* [WORK TO DO]:
(a) Update the census dataset anonymization text between "The second metadata" and "of these attributes.", inclusive, replacing "truncated" with "dropped".
(b) Does the census dataset anonymization text agree with each statement below? Answer yes or no for each, quoting the deciding words. (i) With the original dataset, the prediction algorithm reaches an accuracy score of 0.82. (ii) The report's team treats fnlwgt as a sensitive attribute. (iii) The privacy score for re-identification must be lower than 20%.

* [DOCUMENT PASSAGE]:
In addition to these attributes, there are other attributes that correspond to the dataset metadata. The first is fnlwgt, which represents an estimate number of individuals which the census believes a specific data entry represents in all census data (i.e., if there are 10,000 individuals in the census with age 35 and race white, then most likely this number would be approximately 10,000) [6], [7]. One thing to note about this variable, is that the community that tackles this dataset for data science purposes, seem to be very confused when interpreting it [7]. Taking this misunderstand in consideration and knowing that it only represents an estimation rather than an exact match, the team behind the report will consider this specific attribute as insensitive.

The second metadata attribute, education-num, represents the school degree (enumeration attribute) in an index table. Since this attribute is redundant, this column will be truncated before anonymization.

In Appendix A it can be found a more detailed overview of these attributes.

Anonymization Process Requirements

It is known that the goal for the anonymization process is to maintain the quality of the dataset in the sense that it should still be possible to predict if the average yearly salary exceeds $50,000, while making sure that it is not possible to disclose any individual by performing a linkage attack. However, this brings an extra concern for the anonymization process: the trade-off between utility and privacy. The more the dataset privacy is increased, the less utility it will have, due to information loss, as seen below in Figure 1.

privacy_utility_tradeoff

Figure 1 - Trade-off between privacy vs utility. Source:[8]

To make sure that the utility level of the prediction is not being drastically decreased, there is the need to establish requirements for both utility and privacy levels. For the utility level, it will be used the ML101 kNN Kaggle notebook [9], which uses the k-Nearest-Neighbors algorithm [10] to support the prediction in context. Using the original dataset, the prediction algorithm has an accuracy score of 0.82. With this value in mind, the authors of the report set the following requirement: the utility level after anonymization should not lower more than 10% (i.e., accuracy score should not be lower than 0.738). Additionally, it will be necessary that the utility score of the anonymized dataset should be higher than 70% and the privacy score for re-identification lower than 20%.

Lines of data
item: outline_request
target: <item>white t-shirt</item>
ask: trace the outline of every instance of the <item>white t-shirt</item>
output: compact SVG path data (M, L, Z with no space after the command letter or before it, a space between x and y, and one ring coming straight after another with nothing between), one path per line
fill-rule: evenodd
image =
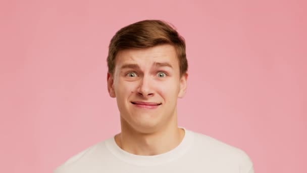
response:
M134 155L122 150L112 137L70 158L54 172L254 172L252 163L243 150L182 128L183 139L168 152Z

--

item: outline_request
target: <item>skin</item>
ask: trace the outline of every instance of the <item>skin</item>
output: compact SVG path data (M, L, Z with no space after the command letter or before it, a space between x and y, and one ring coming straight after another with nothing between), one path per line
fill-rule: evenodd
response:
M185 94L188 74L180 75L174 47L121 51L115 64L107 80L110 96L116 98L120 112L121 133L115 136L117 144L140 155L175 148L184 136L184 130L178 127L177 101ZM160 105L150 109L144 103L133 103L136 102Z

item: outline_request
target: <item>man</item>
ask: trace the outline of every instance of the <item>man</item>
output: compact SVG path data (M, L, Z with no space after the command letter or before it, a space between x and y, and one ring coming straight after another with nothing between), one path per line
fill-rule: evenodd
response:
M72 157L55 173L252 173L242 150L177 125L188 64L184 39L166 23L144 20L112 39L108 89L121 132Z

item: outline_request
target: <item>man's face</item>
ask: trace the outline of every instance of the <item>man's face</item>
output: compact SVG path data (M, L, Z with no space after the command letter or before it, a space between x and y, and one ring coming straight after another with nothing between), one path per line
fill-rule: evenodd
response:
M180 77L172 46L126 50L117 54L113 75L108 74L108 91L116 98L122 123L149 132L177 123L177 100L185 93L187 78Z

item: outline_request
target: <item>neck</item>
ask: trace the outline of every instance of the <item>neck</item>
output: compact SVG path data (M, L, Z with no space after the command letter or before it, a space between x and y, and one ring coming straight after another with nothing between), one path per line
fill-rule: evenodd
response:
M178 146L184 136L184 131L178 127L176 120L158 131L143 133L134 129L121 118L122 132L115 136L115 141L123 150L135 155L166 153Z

* [OUTPUTS]:
(a)
The second metadata attribute, education-num, represents the school degree (enumeration attribute) in an index table. Since this attribute is redundant, this column will be dropped before anonymization.

In Appendix A it can be found a more detailed overview of these attributes.

(b)
(i) Yes: "Using the original dataset, the prediction algorithm has an accuracy score of 0.82."
(ii) No: "the team behind the report will consider this specific attribute as insensitive."
(iii) Yes: "the privacy score for re-identification lower than 20%"